- **Study questions**:
A. Please quote the article on Noel Rockmore's painting from the part that opens with the words containing "Rockmore took seven" through the point where it closes with "foreground. (THNOC, 2022.0058.1)".
B. Write what comes next in the article on Noel Rockmore's painting, starting after its final sentence.

*** Opening Provided passage ***

Friday, May 20, 2022
By Nina Bozak, curator of rare books

Homage to the French Quarter is arguably the most well-known work by painter Noel Rockmore. It took Rockmore from 1968 to 1975 to complete, after which it was a longtime fixture at Johnny White’s Bar on Saint Peter Street in the Vieux Carré. At some point it was removed and replaced with a life-size photograph of the painting by Jack Beech, a New Orleans–based industrial and aerial photographer. The location of Homage after its residence at Johnny White’s is unknown, but in 2007 it was acquired by JoAnn Clevenger, proprietor of the beloved Uptown restaurant Upperline. It hung in the entryway, greeting guests as they arrived and bidding them farewell as they left, until the coronavirus pandemic prompted the closure of the restaurant in March 2020. (Clevenger had intended to reopen, but in November 2021 she announced her plans to retire and to sell the restaurant, which remains closed.)

The Historic New Orleans Collection recently acquired Homage to the French Quarter from Clevenger, along with a watercolor titled Patrons of the Bourbon House by Kay “Kaja” Johnson, a hand-painted sign advertising the musical One Mo’ Time at the Toulouse Theatre, and a tinted photograph of Clevenger by Judy Cooper.

Noel Rockmore, shirtless and holding a paintbrush, and a woman with black plaited hair sit foreground, with a crowded frame of faces behind them

Rockmore took seven years to craft his meticulous Homage to the French Quarter, which features 64 Vieux Carré denizens, including the publisher Gypsy Lou Webb and Rockmore himself, brush in hand, in the foreground. (THNOC, 2022.0058.1)

According to Clevenger, Homage to the French Quarter was Rockmore’s way of paying tribute to the French Quarter community that meant so much to so many residents in the 1960s. The painting’s composition is filled with neighborhood imagery, including the Civil War–era submarine housed at the Cabildo, which he rendered floating in the sky; Jackson Square’s Andrew Jackson equestrian statue; and French Quarter buildings such as the Skyscraper, a four-story building at the corner of Royal and Saint Peter Streets in which many bohemians of the 1950s and ’60s resided. For most of the 20th century, the Vieux Carré was a hub for the arts; particularly in the middle of the century, its beauty, history, and low rent attracted many artists, writers, and musicians from across the country in search of inspiration on the cheap.

*** Closing Provided passage ***
*** Opening Information supplied ***

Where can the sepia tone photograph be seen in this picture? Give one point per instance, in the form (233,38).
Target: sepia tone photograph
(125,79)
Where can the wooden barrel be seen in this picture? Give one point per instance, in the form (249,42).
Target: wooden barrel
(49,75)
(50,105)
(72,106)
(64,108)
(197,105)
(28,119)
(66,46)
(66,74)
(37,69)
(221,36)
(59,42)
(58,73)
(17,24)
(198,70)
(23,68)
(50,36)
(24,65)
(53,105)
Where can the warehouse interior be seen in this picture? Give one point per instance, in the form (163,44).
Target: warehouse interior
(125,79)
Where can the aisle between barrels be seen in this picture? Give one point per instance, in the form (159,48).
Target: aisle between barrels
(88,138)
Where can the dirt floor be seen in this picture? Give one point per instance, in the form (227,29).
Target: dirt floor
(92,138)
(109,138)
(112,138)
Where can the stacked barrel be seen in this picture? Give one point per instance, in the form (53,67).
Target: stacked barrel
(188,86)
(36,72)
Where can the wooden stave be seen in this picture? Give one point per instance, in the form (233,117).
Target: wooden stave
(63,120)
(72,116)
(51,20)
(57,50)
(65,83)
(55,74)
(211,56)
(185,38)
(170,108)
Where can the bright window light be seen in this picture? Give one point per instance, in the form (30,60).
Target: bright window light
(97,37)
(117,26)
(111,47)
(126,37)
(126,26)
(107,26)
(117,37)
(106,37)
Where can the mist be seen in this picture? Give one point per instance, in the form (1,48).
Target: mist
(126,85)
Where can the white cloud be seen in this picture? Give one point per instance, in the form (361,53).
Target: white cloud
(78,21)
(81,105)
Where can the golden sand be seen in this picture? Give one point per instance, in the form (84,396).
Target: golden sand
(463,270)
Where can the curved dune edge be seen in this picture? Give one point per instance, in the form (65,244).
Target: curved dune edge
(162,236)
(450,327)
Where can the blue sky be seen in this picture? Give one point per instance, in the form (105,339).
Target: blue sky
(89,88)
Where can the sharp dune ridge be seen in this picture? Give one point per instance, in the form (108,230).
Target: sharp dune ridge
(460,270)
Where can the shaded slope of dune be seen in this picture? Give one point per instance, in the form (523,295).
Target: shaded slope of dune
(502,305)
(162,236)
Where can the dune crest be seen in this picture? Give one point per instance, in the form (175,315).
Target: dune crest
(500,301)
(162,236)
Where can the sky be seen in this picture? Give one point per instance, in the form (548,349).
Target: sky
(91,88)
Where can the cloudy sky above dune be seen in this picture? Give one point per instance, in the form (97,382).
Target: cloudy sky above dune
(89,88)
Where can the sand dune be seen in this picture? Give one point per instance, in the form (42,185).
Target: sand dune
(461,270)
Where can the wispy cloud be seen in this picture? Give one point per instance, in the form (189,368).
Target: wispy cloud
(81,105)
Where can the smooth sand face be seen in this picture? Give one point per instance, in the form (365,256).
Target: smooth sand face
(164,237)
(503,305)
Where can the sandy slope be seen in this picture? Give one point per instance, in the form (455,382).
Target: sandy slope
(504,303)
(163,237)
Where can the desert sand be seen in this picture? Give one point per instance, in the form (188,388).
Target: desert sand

*** Closing Information supplied ***

- **Answers to the tasks**:
A.
Rockmore took seven years to craft his meticulous Homage to the French Quarter, which features 64 Vieux Carré denizens, including the publisher Gypsy Lou Webb and Rockmore himself, brush in hand, in the foreground. (THNOC, 2022.0058.1)

B.
Black-and-white illustration of a woman with hat on the cover of a book of poetry by Charles Bukowski

The bohemian art scene of the French Quarter in the 1960s is well represented by this collection of Charles Bukowski poems, Crucifix in a Deathhand: New Poems, 1963–1965. Published by the Loujon Press in 1965, the collection was illustrated with etchings by Rockmore. (THNOC, 83-545-RL)

Though the landmarks in Homage are striking, the focal point of the painting is the crowd of 64 people who lived and worked in the French Quarter, more than half of whom have been identified thus far. Among those depicted are artists Charles Richards, Andy Lang, Colette Heldner, Richard Hoffman, Francisco McBride, Johnny Donnels, Hubert Hanush, Bruce Brice, Bob Rue, Howard Mitcham, and Sister Gertrude Morgan. Rockmore himself is seated in the foreground, sans shirt, his gaze fixed upon the viewer.

Restaurant and bar owners Max Clevenger, Johnny White, and Robert “Sonny” Vaucresson are represented, as are jazz enthusiasts Larry Borenstein, Bill Russell, Allan and Sandy Jaffe, and Barbara Reid. Other notable people in the crowd are Ruth Moulon, a.k.a. Ruthie the Duck Girl; Mike Stark, a maskmaker who founded a free medical clinic on Decatur Street; Ziggy the Hat, a bookie based at the Bourbon House for many years; Mrs. Lopez, a religious French Quarter denizen who carried a heavy cross everywhere; and Gypsy Lou and Jon Webb, founders of the alternative publisher Loujon Press.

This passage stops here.